COMPLETE THE FOLLOWING
(a) Please reproduce the part of the MS diagnosis forum thread starting with "Hi I am going" and going on through "the official word.".
(b) List the body areas that the MRI in the MS diagnosis forum thread covered.
(c) Write the next part of the MS diagnosis forum thread, continuing after its final sentence.

DOCUMENT SECTION below:

Hi I am going through diagnosis and this week received letter following MIR on brain, neck and spine with contrast stating I had multiple foci of high signal abnormality in keeping with demyelination and multiple foci in the thoracic cord. No evidence of contrast enhancement. No mention of any further test and my consultant will review me in clinic…my consultant had already discussed MS with me following my first scan and my clinical symptoms. I’m expecting him to confirm MS and believe it or not I think I’ve got my head round it and will not let this disease dictate my life!!!

Hello Doris

Amazing that you have reached a place of taking no prisoners even before getting the official word.

Don’t be too surprised if you actually feel the diagnosis hits you like a brick to the head. Sometimes people know the diagnosis is coming but knowing it and hearing the words are sometimes a bit different.

Welcome to the forum anyway. Feel free to vent any positive or negative feelings on here. And/or ask questions once you have the formal diagnosis, including which subtype of MS the neurologist feels you fit into.

End of DOCUMENT SECTION.
EXTRACTED INFORMATION below:

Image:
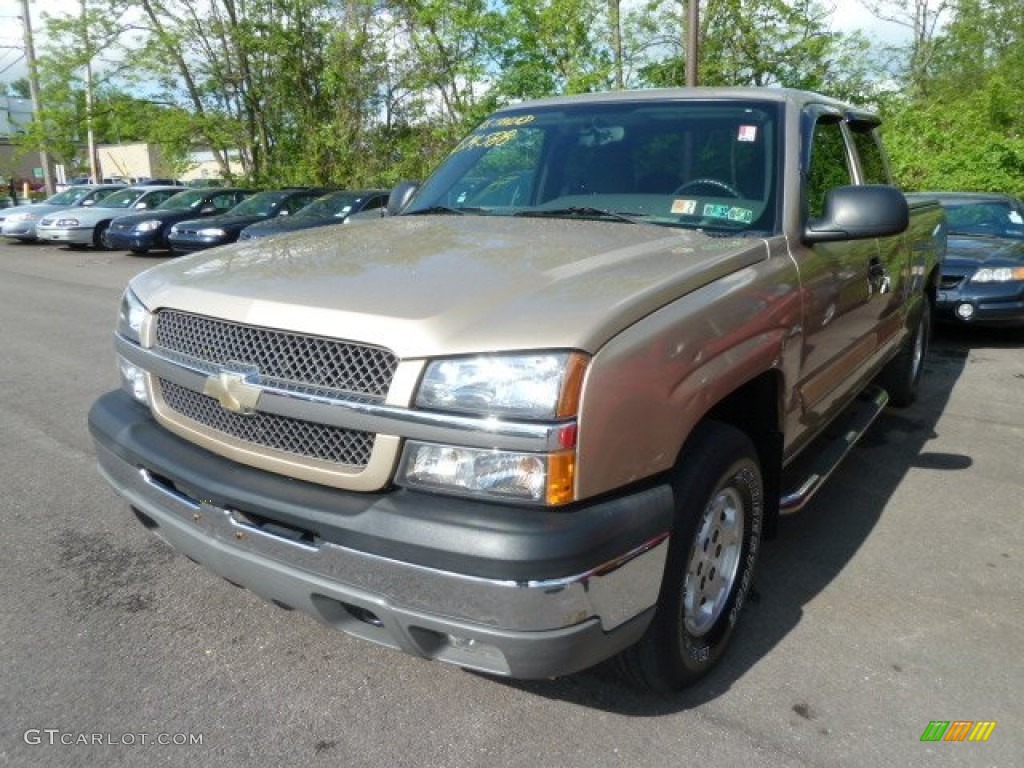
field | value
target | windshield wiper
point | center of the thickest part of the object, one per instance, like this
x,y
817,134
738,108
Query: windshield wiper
x,y
628,216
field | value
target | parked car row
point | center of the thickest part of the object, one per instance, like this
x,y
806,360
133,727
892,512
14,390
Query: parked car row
x,y
179,219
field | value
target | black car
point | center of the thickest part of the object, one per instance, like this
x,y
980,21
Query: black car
x,y
186,237
142,231
333,208
983,272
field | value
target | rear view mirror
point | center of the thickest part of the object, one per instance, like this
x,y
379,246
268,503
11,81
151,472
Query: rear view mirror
x,y
399,197
859,213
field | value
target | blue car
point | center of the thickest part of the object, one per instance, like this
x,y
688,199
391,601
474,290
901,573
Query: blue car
x,y
982,280
140,232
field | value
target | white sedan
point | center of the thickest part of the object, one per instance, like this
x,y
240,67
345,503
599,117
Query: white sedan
x,y
85,226
19,222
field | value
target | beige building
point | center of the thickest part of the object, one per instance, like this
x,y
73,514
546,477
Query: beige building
x,y
131,161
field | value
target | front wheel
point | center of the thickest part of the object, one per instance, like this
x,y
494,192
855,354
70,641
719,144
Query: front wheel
x,y
712,555
99,237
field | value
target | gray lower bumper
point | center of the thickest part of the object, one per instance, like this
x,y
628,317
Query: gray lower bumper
x,y
521,629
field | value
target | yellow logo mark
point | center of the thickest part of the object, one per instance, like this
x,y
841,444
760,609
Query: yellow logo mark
x,y
982,730
236,391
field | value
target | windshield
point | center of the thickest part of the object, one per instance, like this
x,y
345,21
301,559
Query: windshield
x,y
992,218
69,197
263,204
121,199
183,201
330,206
711,165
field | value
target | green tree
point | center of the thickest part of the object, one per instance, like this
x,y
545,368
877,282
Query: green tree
x,y
550,47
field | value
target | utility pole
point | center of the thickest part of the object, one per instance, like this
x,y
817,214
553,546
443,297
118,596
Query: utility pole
x,y
30,57
89,130
692,40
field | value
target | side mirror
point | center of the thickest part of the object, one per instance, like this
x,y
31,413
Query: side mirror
x,y
859,213
399,197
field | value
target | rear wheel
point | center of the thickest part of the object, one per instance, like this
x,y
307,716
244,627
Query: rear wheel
x,y
712,556
901,376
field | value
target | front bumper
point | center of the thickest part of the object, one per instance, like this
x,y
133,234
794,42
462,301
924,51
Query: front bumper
x,y
509,591
133,241
79,236
19,230
192,245
989,304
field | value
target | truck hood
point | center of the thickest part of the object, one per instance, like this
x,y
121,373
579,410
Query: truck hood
x,y
971,252
424,286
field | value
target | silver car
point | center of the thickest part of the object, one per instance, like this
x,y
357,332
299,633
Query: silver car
x,y
19,222
85,226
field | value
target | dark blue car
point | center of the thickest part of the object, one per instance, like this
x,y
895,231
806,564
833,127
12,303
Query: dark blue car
x,y
983,273
139,232
198,235
333,208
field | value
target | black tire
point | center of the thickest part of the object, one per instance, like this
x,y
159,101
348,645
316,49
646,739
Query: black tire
x,y
99,237
712,556
901,376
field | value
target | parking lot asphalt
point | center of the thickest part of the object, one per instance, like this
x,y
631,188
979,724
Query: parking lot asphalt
x,y
893,600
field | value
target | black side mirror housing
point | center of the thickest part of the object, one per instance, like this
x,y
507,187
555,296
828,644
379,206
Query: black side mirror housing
x,y
859,212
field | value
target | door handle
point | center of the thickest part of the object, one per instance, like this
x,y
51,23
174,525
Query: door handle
x,y
878,276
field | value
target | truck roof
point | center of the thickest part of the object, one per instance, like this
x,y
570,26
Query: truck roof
x,y
792,96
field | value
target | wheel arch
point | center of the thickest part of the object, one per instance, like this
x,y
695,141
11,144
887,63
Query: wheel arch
x,y
756,409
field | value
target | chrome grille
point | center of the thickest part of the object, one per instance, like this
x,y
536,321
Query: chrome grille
x,y
294,436
304,359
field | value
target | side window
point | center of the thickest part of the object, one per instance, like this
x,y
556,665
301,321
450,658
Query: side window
x,y
872,160
829,165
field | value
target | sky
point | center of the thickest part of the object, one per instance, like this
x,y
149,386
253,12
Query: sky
x,y
849,15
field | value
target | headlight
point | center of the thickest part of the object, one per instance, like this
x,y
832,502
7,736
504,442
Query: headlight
x,y
130,320
131,316
537,478
535,386
998,274
524,386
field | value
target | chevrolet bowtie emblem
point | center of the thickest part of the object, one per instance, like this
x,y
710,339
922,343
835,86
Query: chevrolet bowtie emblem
x,y
236,390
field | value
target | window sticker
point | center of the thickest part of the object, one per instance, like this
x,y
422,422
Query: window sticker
x,y
485,140
506,122
730,213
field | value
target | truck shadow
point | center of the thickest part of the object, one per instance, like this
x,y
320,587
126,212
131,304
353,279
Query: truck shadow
x,y
813,547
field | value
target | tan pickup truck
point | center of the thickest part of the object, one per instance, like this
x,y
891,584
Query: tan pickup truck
x,y
547,412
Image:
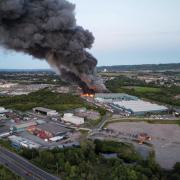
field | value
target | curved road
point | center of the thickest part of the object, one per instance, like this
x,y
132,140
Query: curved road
x,y
22,167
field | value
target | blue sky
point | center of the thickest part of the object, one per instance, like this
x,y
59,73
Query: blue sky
x,y
126,32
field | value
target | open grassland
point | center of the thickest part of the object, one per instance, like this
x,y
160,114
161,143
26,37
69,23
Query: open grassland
x,y
140,89
6,174
48,99
137,88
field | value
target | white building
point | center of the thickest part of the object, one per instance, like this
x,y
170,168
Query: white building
x,y
3,110
45,111
22,142
139,107
69,117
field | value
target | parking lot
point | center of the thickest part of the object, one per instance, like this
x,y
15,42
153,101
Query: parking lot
x,y
165,139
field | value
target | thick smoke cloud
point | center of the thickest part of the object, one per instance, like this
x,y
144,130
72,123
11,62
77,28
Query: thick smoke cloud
x,y
46,29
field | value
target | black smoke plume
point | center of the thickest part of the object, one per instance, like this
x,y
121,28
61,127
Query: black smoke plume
x,y
46,29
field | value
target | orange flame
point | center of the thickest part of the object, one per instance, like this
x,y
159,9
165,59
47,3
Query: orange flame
x,y
87,95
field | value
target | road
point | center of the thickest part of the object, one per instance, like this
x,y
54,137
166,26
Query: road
x,y
105,118
22,167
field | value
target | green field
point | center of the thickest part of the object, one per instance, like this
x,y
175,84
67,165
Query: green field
x,y
6,174
139,89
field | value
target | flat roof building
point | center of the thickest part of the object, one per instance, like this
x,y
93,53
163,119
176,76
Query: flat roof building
x,y
22,127
45,111
139,107
23,142
69,117
109,97
53,128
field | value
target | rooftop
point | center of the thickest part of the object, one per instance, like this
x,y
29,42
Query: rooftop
x,y
140,106
53,128
43,109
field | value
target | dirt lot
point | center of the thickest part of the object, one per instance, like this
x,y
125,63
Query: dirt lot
x,y
165,138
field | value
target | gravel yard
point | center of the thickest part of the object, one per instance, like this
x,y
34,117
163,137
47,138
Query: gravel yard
x,y
165,139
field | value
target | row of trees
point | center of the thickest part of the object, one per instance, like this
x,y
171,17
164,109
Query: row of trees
x,y
164,95
87,162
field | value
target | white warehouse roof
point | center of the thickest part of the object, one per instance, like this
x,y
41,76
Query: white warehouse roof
x,y
43,109
140,106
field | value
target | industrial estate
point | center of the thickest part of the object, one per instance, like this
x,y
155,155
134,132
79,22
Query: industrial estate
x,y
54,115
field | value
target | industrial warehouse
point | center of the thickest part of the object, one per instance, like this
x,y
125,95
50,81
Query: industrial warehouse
x,y
129,104
139,107
45,111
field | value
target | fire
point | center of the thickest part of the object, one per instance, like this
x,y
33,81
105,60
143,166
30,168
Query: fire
x,y
87,95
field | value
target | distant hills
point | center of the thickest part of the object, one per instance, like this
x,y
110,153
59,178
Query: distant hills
x,y
115,68
143,67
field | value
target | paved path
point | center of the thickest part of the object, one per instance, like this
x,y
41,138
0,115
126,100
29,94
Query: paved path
x,y
22,167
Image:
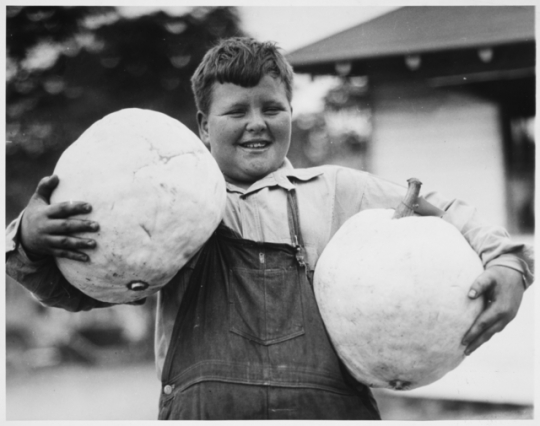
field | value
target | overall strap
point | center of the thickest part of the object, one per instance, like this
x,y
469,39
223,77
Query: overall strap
x,y
294,228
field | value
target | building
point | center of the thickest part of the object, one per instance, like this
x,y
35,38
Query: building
x,y
452,98
452,94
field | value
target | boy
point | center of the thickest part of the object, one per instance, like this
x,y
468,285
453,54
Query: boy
x,y
238,332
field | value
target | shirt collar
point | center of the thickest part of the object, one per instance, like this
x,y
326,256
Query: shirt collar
x,y
281,177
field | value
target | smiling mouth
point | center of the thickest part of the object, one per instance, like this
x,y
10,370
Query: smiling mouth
x,y
255,144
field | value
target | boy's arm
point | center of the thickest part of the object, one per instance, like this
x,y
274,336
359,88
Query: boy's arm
x,y
509,266
41,232
42,277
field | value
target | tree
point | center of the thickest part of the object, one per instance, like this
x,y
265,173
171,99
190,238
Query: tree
x,y
70,66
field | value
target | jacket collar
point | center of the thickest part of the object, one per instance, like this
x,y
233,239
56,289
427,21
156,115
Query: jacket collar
x,y
281,177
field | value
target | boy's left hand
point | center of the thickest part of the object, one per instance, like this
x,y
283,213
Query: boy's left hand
x,y
502,288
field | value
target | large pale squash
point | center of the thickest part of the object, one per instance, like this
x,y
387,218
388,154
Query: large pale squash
x,y
393,296
156,192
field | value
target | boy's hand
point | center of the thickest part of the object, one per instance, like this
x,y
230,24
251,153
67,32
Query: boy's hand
x,y
46,228
502,288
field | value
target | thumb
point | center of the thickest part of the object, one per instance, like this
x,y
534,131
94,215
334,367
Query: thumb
x,y
481,285
46,187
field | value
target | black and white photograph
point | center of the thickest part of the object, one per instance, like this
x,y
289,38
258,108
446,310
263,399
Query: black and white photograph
x,y
283,211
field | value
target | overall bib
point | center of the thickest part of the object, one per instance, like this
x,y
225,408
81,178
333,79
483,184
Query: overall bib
x,y
249,342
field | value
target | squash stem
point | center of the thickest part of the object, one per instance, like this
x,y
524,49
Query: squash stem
x,y
410,202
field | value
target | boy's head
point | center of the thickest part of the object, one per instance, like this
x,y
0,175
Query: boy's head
x,y
243,90
242,61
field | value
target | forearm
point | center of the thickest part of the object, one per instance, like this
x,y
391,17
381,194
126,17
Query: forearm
x,y
492,243
43,279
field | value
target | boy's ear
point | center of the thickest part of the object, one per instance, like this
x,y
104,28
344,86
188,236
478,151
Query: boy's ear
x,y
202,122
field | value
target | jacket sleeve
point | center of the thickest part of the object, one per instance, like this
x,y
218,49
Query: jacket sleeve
x,y
42,278
492,243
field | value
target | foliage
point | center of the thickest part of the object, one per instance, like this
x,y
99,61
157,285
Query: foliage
x,y
67,67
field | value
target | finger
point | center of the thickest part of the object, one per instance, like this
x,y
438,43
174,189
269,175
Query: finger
x,y
481,285
71,226
68,208
484,337
70,243
483,322
69,254
46,186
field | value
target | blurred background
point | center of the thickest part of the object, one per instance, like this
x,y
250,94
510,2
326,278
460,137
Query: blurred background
x,y
446,94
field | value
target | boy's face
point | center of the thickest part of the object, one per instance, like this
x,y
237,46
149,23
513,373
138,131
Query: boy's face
x,y
248,129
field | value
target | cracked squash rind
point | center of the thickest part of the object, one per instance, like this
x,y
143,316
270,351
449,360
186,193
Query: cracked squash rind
x,y
393,297
155,191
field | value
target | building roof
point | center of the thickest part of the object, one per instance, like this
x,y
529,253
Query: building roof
x,y
421,29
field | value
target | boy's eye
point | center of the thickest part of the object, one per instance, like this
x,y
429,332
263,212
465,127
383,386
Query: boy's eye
x,y
273,110
236,113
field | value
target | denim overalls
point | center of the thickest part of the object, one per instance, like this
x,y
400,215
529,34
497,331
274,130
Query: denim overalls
x,y
249,342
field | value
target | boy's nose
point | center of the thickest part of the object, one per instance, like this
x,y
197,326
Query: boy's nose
x,y
256,123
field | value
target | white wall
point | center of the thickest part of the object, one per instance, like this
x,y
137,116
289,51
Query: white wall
x,y
451,141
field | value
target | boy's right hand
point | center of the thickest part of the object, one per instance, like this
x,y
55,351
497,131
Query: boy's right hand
x,y
46,229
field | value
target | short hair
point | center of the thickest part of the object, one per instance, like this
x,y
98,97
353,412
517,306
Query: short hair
x,y
242,61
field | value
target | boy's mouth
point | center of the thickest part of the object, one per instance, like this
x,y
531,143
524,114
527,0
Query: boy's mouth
x,y
258,144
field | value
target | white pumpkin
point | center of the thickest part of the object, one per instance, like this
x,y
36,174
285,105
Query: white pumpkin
x,y
155,191
393,296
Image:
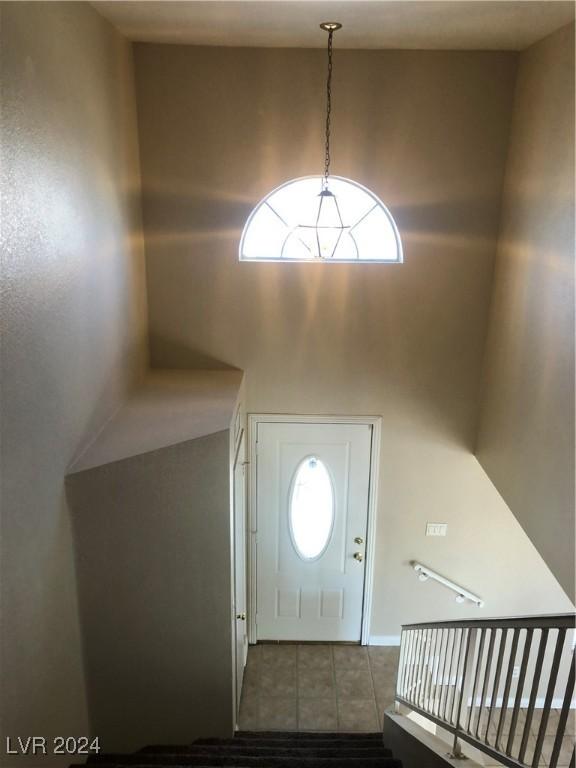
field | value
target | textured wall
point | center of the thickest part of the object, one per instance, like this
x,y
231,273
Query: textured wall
x,y
428,132
153,546
72,324
526,439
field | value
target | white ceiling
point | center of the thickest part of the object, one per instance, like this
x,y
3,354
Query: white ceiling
x,y
436,24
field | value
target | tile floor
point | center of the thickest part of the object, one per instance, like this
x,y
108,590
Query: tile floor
x,y
317,687
342,688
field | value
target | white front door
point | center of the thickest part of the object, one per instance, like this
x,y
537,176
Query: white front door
x,y
311,517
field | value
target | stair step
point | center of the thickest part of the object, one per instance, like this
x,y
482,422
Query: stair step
x,y
299,744
168,757
245,761
310,735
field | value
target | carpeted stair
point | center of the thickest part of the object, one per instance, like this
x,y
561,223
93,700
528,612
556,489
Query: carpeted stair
x,y
252,749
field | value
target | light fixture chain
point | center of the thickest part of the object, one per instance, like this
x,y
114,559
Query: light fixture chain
x,y
328,110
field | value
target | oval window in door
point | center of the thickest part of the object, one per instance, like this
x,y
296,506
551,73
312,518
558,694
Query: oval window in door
x,y
311,508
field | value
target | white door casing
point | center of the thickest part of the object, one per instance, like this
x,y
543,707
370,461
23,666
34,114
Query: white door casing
x,y
240,576
319,597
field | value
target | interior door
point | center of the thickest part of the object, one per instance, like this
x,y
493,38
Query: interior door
x,y
239,504
312,513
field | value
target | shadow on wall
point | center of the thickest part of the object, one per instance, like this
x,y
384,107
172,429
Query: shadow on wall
x,y
426,131
169,354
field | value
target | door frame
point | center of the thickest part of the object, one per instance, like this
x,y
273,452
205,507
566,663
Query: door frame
x,y
276,418
237,440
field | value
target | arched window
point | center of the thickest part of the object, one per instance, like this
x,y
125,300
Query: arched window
x,y
304,220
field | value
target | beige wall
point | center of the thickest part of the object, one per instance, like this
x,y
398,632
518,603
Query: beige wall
x,y
526,439
153,547
73,327
428,132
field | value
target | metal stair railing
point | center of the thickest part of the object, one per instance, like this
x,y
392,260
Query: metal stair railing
x,y
504,686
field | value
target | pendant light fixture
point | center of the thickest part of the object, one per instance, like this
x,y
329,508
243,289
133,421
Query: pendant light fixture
x,y
321,218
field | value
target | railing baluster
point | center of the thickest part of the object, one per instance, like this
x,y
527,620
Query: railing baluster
x,y
410,675
533,693
519,689
476,679
469,652
443,653
454,640
445,667
444,687
424,668
549,696
404,660
486,681
433,649
494,698
507,684
460,664
563,715
414,682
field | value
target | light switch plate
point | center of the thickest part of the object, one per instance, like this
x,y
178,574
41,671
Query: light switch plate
x,y
436,529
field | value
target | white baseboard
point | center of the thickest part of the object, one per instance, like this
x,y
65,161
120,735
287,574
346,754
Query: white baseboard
x,y
393,640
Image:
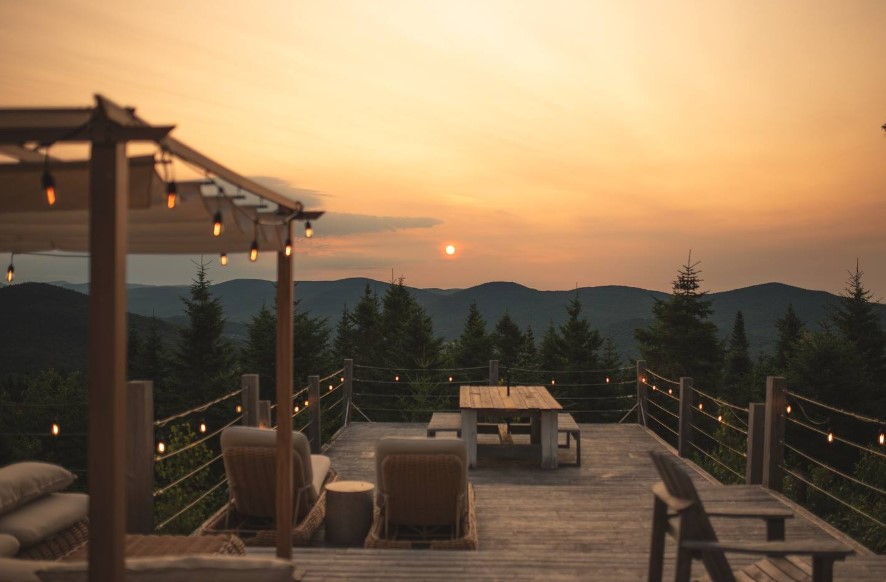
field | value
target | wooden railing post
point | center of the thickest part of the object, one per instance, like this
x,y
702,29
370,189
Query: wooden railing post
x,y
314,412
773,440
140,457
249,399
684,438
756,439
264,414
641,392
349,389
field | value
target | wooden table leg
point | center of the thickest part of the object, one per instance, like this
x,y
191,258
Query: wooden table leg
x,y
469,433
549,439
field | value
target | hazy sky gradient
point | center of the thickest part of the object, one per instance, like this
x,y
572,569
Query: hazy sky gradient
x,y
554,143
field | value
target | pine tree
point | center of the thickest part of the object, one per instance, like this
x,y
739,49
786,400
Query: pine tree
x,y
681,341
203,366
738,367
790,330
858,323
474,345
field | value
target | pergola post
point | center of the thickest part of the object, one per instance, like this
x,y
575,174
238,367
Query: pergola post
x,y
108,205
285,297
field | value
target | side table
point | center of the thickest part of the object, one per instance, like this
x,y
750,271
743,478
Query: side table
x,y
349,507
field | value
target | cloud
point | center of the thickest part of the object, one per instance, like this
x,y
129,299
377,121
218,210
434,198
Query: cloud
x,y
343,223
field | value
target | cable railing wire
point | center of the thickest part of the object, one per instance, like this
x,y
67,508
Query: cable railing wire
x,y
202,408
835,471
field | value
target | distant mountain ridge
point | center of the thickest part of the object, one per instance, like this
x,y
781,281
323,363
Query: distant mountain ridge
x,y
614,310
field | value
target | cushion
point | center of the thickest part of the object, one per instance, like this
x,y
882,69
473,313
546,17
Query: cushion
x,y
38,520
24,482
12,570
183,569
9,546
250,436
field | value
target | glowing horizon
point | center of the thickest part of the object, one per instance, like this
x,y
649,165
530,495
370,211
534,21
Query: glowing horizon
x,y
553,144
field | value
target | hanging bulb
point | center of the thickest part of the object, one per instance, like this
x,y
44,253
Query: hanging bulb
x,y
48,182
171,194
217,224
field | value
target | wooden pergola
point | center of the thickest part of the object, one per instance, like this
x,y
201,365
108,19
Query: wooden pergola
x,y
109,205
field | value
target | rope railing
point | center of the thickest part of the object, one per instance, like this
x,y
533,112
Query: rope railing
x,y
201,408
827,467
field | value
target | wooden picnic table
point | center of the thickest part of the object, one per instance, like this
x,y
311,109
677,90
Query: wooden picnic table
x,y
503,402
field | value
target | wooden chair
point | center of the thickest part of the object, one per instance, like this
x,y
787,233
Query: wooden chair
x,y
676,498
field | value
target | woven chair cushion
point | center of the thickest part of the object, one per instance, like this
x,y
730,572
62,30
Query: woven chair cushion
x,y
9,545
183,569
40,519
24,482
249,436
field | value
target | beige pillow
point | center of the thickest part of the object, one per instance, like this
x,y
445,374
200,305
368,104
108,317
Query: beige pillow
x,y
24,482
184,569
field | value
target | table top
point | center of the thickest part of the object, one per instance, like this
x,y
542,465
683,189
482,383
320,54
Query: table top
x,y
495,398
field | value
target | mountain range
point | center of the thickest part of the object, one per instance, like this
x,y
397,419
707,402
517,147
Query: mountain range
x,y
45,324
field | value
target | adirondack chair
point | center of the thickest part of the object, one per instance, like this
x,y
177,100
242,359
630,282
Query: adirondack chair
x,y
676,498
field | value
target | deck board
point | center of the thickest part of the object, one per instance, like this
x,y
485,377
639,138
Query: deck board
x,y
589,523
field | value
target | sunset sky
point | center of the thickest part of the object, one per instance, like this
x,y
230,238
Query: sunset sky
x,y
553,143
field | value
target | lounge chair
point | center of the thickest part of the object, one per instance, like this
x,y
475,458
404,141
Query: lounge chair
x,y
676,498
249,455
423,495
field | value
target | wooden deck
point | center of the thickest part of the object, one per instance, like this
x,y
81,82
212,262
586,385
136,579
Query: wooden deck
x,y
574,523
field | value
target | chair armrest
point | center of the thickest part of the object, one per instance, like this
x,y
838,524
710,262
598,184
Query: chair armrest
x,y
833,550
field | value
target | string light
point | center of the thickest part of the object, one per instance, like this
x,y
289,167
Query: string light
x,y
217,225
171,194
47,181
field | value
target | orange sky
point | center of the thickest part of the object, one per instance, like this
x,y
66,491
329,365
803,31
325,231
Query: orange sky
x,y
554,143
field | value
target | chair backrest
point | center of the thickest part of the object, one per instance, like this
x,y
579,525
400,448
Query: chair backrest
x,y
694,521
422,481
250,457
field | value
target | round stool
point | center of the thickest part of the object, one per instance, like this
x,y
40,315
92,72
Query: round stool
x,y
349,508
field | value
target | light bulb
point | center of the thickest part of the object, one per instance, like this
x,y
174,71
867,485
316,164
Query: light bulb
x,y
171,194
48,186
217,226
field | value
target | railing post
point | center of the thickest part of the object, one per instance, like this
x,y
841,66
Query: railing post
x,y
249,399
756,437
493,372
264,414
140,457
314,412
684,438
773,441
349,389
641,392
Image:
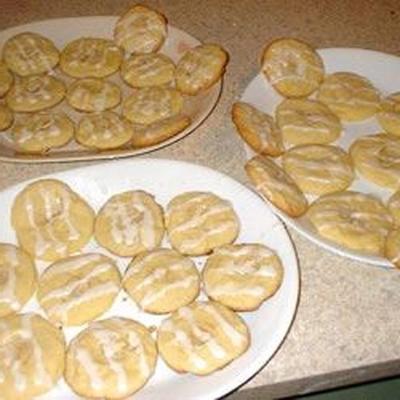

End of EXTRACTED INFORMATION.

ANSWERS BY ITEM
(a)
Hi I am going through diagnosis and this week received letter following MIR on brain, neck and spine with contrast stating I had multiple foci of high signal abnormality in keeping with demyelination and multiple foci in the thoracic cord. No evidence of contrast enhancement. No mention of any further test and my consultant will review me in clinic…my consultant had already discussed MS with me following my first scan and my clinical symptoms. I’m expecting him to confirm MS and believe it or not I think I’ve got my head round it and will not let this disease dictate my life!!!

Hello Doris

Amazing that you have reached a place of taking no prisoners even before getting the official word.

(b) brain, neck, spine

(c)
Sue

Thanks Sue…funny how yesterday I was feeling really positive but today completely different…balance is rubbish today thought I’d hid it quite well until my 15yr old son commented on it…feeling quite emotional now…

Not that I’m happy to be right, but it’s really not surprising your emotions are seesawing a bit just now. Don’t expect that a diagnosis is something that you can be ‘strong’ and positive over all of the time. Allow yourself a good bit of feeling sad and sorry for yourself (and your family as a diagnosis affects them too). And maybe a bit of anger and (internally at least) some really good swearing about the fates that have led you here.

By no means are we all accepting, vowing MS won’t win or remaining positive. Even after years I sometimes can’t quite believe this has happened to me.

Give yourself some time. And keep talking, either to family and friends, or (of course) to us.